Tasks for this exercise
a - In the agreement excerpt below, put this sentence into Spanish: "This Restated Agreement may terminate earlier as provided in Section M(2) or as the parties may otherwise agree in writing."
b - Using the agreement excerpt below, decide whether each statement agrees with it, answering yes or no and quoting the words that settle it: (i) The initial term lasts three years. (ii) The agreement renews automatically unless one party objects. (iii) A party's protection from liability for lost profits holds even if it knew such damages were possible.

Text shown
┄┄┄┄┄┄┄┄┄┄

L.Limitation of Liability

1.        EXCEPT FOR INDIRECT DAMAGES AS A RESULT OF EITHER PARTY’S INDEMNIFICATION OBLIGATIONS HEREIN, (A) IN NO EVENT WILL EITHER PARTY BE LIABLE TO THE OTHER PARTY FOR ANY LOST PROFITS OR CONSEQUENTIAL, INDIRECT, PUNITIVE, EXEMPLARY, SPECIAL, OR INCIDENTAL DAMAGES ARISING FROM OR RELATING TO THIS AGREEMENT, WHETHER SOUNDING IN CONTRACT, TORT OR OTHERWISE, EVEN IF ONE OR BOTH PARTIES KNEW OR SHOULD HAVE KNOWN OF THE POSSIBILITY OF SUCH DAMAGES; AND (B) EXCEPT FOR DAMAGES ARISING FROM OR RELATING TO EITHER PARTY’S FRAUD, WIILFUL MISCONDUCT, OR VIOLATION OF LAW, OR EITHER PARTY’S INDEMNIFICATION OBLIGATION HEREIN, EACH PARTY’S TOTAL CUMULATIVE LIABILITY ARISING FROM OR RELATING TO THIS AGREEMENT WILL NOT EXCEED [***]. THE PARTIES ACKNOWLEDGE THAT THE TERMS OF THIS SECTION L REFLECT THE ALLOCATION OF RISK SET FORTH IN THIS AGREEMENT AND THAT THE PARTIES WOULD NOT HAVE ENTERED INTO THIS AGREEMENT WITHOUT THESE LIMITATIONS OF LIABILITY.


M.Term and Termination

1.Term. The term of this Restated Agreement shall begin on the Effective Date and shall remain in force for three (3) years (the “Initial Term’’). Subject to the mutual written consent of each Party, which can be withheld by either Party for any reason, the Restated Agreement shall renew for a one (1) year period (the “Renewal Term” and, together with the Initial Term, the “Term”). This Restated Agreement may terminate earlier as provided in Section M(2) or as the parties may otherwise agree in writing.

┄┄┄┄┄┄┄┄┄┄

Data lines
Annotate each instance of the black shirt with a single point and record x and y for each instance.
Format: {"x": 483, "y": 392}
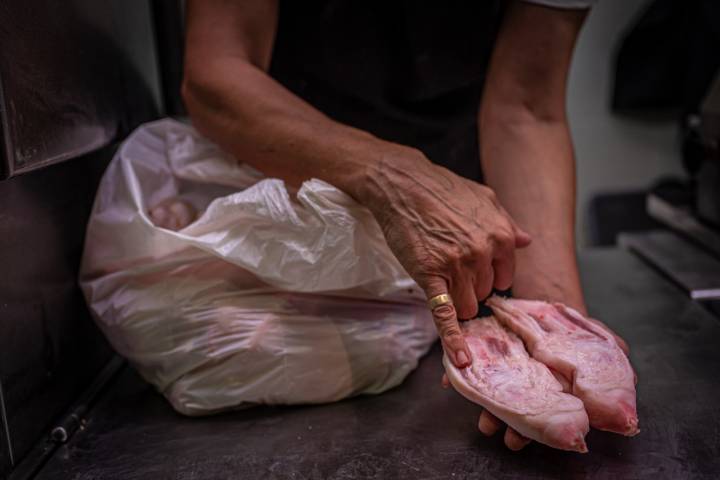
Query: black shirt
{"x": 407, "y": 71}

┄┄┄┄┄┄┄┄┄┄

Answers in order
a - El presente Contrato Reformulado podrá terminar anticipadamente según lo dispuesto en la Sección M(2) o según las partes acuerden de otro modo por escrito.

b -
(i) Yes: "shall remain in force for three (3) years"
(ii) No: "Subject to the mutual written consent of each Party, which can be withheld by either Party for any reason"
(iii) Yes: "EVEN IF ONE OR BOTH PARTIES KNEW OR SHOULD HAVE KNOWN OF THE POSSIBILITY OF SUCH DAMAGES"